• _Texto extraído_:
Quiero hacer la paz con la tonta y con el tonto, con la peleadora y con el maleducado, con la señora que me toca la bocina y con el miedoso que están tanto fuera como dentro de mi. Quiero hacer la paz con mis recuerdos y con mis olvidos, con lo que he hecho y con lo que no haré, con lo que soy y con lo que ya no fui. Hacer la paz, como en la Iglesia, como los indios, como los jerarcas después de una guerra, la paz, la paz augusta y la paz de los mínimos actos, la paz que no inquieta, porque es buena, bienvenida, tranquilizadora.
Hay tantas cosas, tantos títulos, tantas imágenes que pienso antes de escribir, pero a la larga siempre termino improvisando algo que pienso mientras me pongo a escribir. Ahora quiero escribir de la paz, de esa palabra tan corta pero a la vez tan extensa y sutilmente intensa, la paz, que no es tranquilidad, ni tampoco ausencia de conflicto, sino solo eso tan simple que llamamos paz.

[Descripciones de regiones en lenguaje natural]
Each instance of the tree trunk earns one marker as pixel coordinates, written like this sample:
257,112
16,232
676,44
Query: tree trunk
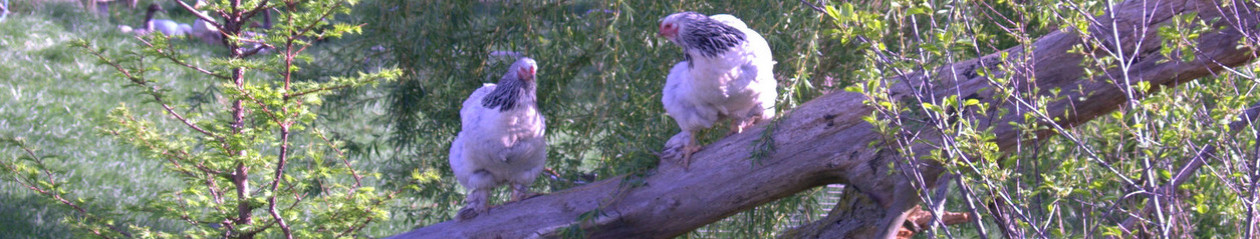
825,141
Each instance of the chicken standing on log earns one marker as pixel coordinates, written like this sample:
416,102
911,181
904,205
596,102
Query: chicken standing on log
727,74
500,138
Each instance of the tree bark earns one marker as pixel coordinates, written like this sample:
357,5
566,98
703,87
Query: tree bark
825,141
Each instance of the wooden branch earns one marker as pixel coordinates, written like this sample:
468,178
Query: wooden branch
825,141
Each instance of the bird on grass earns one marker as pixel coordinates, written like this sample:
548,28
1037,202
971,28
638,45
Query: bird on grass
502,140
727,73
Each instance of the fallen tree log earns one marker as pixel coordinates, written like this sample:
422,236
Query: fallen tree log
825,141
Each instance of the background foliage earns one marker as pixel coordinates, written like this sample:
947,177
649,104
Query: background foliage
601,69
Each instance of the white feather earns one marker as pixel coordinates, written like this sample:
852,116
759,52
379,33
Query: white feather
736,84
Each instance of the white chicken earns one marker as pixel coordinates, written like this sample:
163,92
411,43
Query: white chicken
727,74
500,138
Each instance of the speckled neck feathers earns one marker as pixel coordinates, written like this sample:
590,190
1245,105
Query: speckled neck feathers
510,92
708,37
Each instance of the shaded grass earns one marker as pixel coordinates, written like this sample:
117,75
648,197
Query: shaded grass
56,97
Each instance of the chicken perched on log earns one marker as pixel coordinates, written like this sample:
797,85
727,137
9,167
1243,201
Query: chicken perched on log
727,74
500,138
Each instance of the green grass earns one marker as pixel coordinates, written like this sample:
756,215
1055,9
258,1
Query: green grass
56,97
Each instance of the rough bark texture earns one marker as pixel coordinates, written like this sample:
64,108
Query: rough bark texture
825,141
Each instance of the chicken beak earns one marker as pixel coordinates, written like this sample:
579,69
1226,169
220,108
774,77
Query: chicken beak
528,73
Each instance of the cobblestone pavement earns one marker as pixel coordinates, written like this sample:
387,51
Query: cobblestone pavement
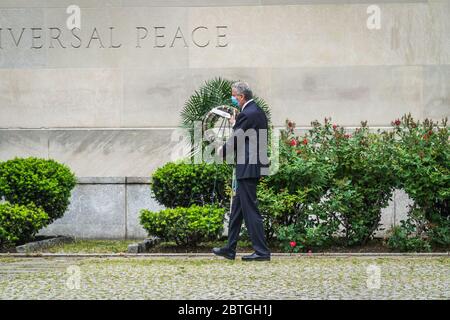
216,278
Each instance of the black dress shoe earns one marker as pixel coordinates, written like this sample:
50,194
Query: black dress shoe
255,257
223,252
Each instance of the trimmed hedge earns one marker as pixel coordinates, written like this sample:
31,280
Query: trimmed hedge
186,226
20,223
46,183
182,184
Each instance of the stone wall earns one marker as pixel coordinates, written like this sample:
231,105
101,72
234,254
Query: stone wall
106,101
108,208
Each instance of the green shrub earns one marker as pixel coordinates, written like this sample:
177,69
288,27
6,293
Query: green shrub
46,183
342,181
186,226
402,238
182,184
439,232
422,162
20,223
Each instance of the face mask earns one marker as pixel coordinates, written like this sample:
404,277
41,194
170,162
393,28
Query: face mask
234,101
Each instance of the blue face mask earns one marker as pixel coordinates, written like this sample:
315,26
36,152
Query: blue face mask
234,101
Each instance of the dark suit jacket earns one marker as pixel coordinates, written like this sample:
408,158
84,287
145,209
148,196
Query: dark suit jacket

• _Consigna 1_:
Copia el pasaje del texto sobre la paz que va de "Hay tantas cosas, tantos" a "que llamamos paz.", pero reemplaza "improvisando" por "inventando".
• _Consigna 2_:
Continúa el texto sobre la paz a partir de su última oración.

• _Respuesta esperada 1_:
Hay tantas cosas, tantos títulos, tantas imágenes que pienso antes de escribir, pero a la larga siempre termino inventando algo que pienso mientras me pongo a escribir. Ahora quiero escribir de la paz, de esa palabra tan corta pero a la vez tan extensa y sutilmente intensa, la paz, que no es tranquilidad, ni tampoco ausencia de conflicto, sino solo eso tan simple que llamamos paz.

• _Respuesta esperada 2_:
Paz interior, reflejada en el rostro, expresada en un mínimo gesto, en un discurso pronunciado sin errar ni titubeando, paz en el dormir y paz al despertar, paz al decir no y paz al afirmar nuestro querer, paz, simplemente, así como la cosa más simple pero a la vez la más importante. La más importante.
Paz para decir como para callar, paz para estar y para no estar, paz para afirmar nuestra vida y nuestro destino, para aceptar lo que hay y lo que no hay, lo lleno y lo vacío, lo que está aumentando y lo que empieza a menguar. Paz, simplemente paz.
Paz para tantas cosas, las que hay, las que ya no están y también para lo que vendrá. Paz para ti, que me lees, y también para quienes nunca, nunca leerán estas palabras.
Paz, como la ocupación primera, el contexto inicial donde escribir cualquier parte de nuestra historia.